What to produce
Here is the listing. Report each line in it that contains the string "metal".

Records provided
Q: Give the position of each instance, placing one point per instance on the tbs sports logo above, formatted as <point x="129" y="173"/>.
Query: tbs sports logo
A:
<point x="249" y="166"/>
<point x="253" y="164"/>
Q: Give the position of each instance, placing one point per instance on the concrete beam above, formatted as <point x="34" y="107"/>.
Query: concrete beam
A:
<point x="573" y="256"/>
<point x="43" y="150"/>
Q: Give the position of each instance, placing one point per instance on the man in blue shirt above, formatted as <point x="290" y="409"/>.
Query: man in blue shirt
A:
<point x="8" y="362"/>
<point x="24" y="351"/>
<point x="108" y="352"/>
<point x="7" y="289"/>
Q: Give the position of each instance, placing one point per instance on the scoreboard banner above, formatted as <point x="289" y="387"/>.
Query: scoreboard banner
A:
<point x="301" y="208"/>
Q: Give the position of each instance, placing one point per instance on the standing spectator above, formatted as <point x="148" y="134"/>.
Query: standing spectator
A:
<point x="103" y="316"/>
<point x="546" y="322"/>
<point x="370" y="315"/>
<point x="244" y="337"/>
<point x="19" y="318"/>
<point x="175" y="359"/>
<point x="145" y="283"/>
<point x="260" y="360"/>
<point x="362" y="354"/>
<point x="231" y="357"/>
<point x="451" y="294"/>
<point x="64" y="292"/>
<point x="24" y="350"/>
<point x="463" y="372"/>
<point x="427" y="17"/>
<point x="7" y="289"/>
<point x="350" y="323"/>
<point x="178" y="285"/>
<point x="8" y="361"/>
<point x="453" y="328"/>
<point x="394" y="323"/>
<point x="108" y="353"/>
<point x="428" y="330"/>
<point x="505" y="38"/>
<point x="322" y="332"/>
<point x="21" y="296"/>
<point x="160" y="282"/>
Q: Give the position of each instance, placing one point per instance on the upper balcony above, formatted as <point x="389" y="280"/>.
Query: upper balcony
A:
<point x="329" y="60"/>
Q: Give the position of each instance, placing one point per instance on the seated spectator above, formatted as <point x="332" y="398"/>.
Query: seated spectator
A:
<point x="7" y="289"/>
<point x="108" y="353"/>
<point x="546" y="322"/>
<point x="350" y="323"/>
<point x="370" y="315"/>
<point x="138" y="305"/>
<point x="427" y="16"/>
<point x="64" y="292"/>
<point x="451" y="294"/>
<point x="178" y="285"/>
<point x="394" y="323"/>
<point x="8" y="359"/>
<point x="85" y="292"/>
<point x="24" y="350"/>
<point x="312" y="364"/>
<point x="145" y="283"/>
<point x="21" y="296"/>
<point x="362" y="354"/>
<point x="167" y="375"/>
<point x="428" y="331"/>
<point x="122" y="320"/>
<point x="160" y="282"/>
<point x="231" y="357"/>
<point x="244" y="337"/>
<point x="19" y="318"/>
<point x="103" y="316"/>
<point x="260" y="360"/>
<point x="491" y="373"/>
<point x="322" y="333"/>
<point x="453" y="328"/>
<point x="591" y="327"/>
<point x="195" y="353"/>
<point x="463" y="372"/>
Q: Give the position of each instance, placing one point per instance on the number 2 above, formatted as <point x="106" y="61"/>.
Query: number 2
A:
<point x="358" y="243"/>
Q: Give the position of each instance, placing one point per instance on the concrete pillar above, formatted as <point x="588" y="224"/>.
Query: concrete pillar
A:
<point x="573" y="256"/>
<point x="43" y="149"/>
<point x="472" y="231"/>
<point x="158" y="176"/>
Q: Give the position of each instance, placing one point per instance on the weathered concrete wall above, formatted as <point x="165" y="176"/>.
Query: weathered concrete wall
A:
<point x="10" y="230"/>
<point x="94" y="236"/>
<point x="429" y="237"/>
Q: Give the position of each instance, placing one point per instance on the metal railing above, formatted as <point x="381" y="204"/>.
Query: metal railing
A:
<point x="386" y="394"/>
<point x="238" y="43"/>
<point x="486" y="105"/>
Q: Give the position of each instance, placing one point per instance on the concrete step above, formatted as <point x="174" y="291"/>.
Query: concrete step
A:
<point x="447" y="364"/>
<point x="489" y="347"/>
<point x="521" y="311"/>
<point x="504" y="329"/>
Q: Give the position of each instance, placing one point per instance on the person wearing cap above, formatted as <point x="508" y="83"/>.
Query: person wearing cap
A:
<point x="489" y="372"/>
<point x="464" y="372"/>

Exercise result
Q: Give the position of each instance, placing one point per instance on the metal railing above, formatted as <point x="381" y="204"/>.
Query: metal railing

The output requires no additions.